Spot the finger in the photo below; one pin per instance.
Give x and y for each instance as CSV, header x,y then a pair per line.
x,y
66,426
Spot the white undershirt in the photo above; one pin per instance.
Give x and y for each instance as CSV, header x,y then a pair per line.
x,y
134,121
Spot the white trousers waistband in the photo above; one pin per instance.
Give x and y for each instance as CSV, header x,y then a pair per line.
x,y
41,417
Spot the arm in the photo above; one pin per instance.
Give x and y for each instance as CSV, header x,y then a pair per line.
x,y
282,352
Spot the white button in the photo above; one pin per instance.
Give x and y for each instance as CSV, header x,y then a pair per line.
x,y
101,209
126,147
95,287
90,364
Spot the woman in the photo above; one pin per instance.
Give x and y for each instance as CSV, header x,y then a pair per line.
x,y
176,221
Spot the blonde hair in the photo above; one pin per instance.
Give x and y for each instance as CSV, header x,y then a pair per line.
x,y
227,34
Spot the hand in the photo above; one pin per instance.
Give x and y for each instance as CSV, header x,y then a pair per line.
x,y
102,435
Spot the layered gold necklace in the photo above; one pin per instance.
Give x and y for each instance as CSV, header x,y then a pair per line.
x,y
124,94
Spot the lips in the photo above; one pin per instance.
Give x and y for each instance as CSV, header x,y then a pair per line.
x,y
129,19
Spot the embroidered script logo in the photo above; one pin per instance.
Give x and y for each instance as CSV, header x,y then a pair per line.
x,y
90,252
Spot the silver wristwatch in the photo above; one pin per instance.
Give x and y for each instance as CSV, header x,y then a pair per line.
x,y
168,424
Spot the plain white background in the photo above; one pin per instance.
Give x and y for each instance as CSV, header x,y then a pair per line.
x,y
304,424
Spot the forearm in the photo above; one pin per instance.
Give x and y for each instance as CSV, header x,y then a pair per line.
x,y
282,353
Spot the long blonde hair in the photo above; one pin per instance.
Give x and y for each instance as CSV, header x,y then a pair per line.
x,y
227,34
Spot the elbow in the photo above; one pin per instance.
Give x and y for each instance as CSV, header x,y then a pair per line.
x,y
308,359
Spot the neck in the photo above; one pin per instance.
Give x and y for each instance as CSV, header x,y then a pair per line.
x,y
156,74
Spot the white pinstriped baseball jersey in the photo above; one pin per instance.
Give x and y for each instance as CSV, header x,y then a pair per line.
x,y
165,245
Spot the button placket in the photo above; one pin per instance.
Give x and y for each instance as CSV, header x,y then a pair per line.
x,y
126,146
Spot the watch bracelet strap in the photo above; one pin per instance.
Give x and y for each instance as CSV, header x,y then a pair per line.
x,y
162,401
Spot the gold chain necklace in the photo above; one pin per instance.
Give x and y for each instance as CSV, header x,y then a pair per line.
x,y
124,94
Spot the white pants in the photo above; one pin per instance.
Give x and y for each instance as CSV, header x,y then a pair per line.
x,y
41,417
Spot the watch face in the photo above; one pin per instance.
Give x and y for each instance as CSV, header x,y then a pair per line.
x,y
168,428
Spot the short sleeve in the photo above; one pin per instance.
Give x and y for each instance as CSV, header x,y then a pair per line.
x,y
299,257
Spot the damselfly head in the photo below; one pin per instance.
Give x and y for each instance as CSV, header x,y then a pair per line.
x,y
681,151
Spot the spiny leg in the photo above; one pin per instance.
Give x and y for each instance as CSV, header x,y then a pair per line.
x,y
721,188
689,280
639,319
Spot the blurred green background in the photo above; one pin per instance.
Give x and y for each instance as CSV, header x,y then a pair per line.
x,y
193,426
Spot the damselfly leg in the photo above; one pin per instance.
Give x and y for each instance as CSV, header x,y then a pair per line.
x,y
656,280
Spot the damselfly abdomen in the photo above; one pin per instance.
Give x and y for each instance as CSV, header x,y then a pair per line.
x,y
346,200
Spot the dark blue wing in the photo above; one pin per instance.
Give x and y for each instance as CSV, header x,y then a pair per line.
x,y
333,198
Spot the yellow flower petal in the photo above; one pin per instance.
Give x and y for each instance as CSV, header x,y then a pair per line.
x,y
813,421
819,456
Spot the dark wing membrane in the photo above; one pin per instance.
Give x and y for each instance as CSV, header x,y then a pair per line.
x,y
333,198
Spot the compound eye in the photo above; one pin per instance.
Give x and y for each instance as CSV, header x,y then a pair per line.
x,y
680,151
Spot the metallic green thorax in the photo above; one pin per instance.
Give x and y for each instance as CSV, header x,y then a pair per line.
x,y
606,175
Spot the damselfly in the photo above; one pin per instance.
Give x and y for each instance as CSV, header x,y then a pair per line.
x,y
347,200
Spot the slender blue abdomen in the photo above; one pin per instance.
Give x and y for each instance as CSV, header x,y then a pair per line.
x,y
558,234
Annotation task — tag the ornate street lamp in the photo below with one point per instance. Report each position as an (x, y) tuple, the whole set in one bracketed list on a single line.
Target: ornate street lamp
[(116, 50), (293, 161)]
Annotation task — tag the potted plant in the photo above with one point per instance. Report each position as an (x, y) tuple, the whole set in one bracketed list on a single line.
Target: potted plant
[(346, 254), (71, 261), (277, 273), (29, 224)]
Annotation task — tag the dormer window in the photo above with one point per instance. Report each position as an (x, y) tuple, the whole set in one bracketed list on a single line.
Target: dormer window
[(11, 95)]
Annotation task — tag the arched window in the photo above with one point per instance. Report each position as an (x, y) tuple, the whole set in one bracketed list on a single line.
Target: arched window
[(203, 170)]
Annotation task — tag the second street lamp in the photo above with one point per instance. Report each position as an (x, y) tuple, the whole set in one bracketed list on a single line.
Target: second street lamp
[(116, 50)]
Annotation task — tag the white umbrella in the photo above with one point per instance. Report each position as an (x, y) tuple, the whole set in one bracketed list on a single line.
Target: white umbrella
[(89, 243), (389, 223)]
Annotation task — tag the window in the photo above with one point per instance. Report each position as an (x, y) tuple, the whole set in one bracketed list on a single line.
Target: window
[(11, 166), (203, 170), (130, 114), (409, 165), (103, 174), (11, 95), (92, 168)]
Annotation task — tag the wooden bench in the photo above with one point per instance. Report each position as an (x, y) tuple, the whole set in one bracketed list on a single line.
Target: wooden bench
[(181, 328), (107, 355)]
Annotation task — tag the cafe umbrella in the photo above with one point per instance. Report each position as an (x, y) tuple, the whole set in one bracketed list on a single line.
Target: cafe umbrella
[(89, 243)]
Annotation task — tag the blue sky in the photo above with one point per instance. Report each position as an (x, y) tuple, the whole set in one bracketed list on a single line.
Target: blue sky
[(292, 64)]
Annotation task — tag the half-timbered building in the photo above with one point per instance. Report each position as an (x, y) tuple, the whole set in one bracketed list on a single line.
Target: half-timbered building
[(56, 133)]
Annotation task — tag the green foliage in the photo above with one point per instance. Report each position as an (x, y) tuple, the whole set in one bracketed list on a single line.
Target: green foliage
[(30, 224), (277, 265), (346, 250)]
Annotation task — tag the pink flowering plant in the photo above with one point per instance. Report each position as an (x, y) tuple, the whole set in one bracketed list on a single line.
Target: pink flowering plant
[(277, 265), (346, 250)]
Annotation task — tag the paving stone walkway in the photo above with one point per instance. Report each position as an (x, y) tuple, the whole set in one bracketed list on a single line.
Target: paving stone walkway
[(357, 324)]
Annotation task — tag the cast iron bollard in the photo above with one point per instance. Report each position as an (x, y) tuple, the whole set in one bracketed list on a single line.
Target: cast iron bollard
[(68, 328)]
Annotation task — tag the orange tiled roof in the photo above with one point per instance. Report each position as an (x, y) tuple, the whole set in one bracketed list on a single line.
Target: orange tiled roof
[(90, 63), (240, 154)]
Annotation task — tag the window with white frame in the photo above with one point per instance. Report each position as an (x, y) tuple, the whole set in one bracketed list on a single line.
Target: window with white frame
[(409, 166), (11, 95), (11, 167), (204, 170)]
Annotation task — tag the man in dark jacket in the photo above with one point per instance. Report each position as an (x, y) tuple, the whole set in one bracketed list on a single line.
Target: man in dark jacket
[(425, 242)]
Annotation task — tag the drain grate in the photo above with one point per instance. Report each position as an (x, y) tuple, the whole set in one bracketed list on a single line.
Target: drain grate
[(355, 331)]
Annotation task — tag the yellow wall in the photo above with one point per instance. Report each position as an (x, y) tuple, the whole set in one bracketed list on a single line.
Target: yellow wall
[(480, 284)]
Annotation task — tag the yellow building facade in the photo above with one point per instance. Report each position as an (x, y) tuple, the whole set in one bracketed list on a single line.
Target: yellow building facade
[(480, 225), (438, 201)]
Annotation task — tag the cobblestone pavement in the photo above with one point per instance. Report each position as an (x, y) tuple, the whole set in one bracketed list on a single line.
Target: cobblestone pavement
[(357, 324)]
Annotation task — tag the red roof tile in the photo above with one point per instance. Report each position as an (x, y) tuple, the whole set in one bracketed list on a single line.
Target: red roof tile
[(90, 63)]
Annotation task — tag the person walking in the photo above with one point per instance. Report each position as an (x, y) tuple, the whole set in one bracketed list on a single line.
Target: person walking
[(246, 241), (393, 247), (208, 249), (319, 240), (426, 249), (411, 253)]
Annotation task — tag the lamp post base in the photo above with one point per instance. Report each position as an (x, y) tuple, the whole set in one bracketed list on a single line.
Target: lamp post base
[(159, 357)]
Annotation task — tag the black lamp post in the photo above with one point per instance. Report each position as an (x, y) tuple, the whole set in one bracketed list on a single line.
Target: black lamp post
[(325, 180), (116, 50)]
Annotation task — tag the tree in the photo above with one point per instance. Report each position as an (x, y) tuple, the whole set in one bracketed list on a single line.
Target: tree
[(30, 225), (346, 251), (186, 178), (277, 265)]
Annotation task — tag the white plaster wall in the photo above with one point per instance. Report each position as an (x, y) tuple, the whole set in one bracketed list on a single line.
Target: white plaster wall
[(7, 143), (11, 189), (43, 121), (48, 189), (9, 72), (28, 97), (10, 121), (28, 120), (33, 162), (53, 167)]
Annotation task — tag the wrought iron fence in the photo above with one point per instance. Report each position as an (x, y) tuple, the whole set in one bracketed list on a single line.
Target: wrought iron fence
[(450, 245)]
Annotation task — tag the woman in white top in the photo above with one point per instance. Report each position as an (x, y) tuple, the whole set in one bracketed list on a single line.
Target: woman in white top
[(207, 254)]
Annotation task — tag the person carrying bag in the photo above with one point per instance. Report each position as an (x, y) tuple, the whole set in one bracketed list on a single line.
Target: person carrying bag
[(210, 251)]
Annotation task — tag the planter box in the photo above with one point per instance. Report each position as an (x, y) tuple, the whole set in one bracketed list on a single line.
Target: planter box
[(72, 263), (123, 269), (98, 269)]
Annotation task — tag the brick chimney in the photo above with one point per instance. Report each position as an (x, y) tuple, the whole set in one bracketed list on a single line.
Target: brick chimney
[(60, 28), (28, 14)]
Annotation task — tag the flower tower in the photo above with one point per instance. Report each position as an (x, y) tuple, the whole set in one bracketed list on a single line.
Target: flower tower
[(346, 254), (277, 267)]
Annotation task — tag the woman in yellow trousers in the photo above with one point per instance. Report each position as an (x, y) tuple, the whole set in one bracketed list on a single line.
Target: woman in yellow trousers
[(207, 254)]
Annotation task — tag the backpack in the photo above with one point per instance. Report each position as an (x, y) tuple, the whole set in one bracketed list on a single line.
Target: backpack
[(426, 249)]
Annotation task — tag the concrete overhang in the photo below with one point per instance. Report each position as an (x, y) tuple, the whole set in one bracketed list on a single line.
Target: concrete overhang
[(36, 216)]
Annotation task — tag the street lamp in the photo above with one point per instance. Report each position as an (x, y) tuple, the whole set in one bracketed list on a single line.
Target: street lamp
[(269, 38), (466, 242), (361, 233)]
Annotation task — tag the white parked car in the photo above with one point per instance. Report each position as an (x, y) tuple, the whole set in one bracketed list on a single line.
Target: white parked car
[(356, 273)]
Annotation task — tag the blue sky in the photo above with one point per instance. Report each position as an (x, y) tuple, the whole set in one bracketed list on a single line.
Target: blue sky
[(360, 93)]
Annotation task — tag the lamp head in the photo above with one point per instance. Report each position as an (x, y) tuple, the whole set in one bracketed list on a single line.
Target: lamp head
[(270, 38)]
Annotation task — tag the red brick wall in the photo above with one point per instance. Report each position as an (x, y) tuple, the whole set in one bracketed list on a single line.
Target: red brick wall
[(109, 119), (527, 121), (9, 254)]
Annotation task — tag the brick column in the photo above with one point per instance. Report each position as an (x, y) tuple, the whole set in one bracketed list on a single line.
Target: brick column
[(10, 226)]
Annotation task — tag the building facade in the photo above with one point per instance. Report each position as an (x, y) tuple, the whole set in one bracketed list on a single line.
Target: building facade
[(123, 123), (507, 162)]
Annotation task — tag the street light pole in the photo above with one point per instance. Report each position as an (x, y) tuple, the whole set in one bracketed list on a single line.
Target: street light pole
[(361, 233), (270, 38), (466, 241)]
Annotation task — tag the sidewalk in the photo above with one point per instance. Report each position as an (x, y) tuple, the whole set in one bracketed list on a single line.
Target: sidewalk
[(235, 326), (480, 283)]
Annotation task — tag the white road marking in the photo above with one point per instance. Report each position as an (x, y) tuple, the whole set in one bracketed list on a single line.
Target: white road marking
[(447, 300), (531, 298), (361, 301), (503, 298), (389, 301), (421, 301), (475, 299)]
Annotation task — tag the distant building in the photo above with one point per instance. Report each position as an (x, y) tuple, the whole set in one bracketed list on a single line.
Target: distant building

......

— Task directions —
From the records above, retype only the lines starting at the line that contains "Target: white parked car" and ending at the line that contains "Annotation task — tag the white road", both included.

— Finished task —
Target: white parked car
[(356, 273)]
Annotation task — tag the blue sky in the photo above with one point per instance. Report each position as an (x, y) tuple, the whole set in one bracketed list on a single line.
Target: blue sky
[(360, 93)]
Annotation task — tag the lamp head in the photo above with one point per instance. Report each position as an (x, y) tuple, the whole set in one bracketed list on a single line.
Target: lamp head
[(270, 38)]
Annotation task — tag the red brick wall in the photo above with one point per instance. Report each position as an (x, y) tuple, the whole set in one bracketed list on a single line.
Target: red brick wall
[(109, 119), (527, 121), (9, 254)]
Annotation task — tag the brick column in the photo above with one point per instance. Report each position as an (x, y) tuple, the whole set in one bracketed list on a single line.
Target: brick column
[(10, 226)]
Annotation task — tag the building facade in the photo above with one point per instance. Report each position as an (x, y) tuple, the whole set in one bracketed list on a single line.
Target: building facade
[(123, 123), (507, 162)]
Annotation task — tag the street light pole in the photo above with one point per instance. Report each position as an (x, y) tuple, the whole set in one bracketed list on a single line.
Target: street light pole
[(361, 233), (270, 38), (466, 241)]
Annotation task — tag the sidewalk in the photo above with one point per instance. Report each position as an (x, y) tuple, the whole set in one bracketed list on a single line.
Target: sidewalk
[(235, 326), (480, 283)]
Annotation task — tag the white road marking in the photo above with one point per instance. Report each position as an (x, y) tuple, the whole set in one bracketed list on a single line.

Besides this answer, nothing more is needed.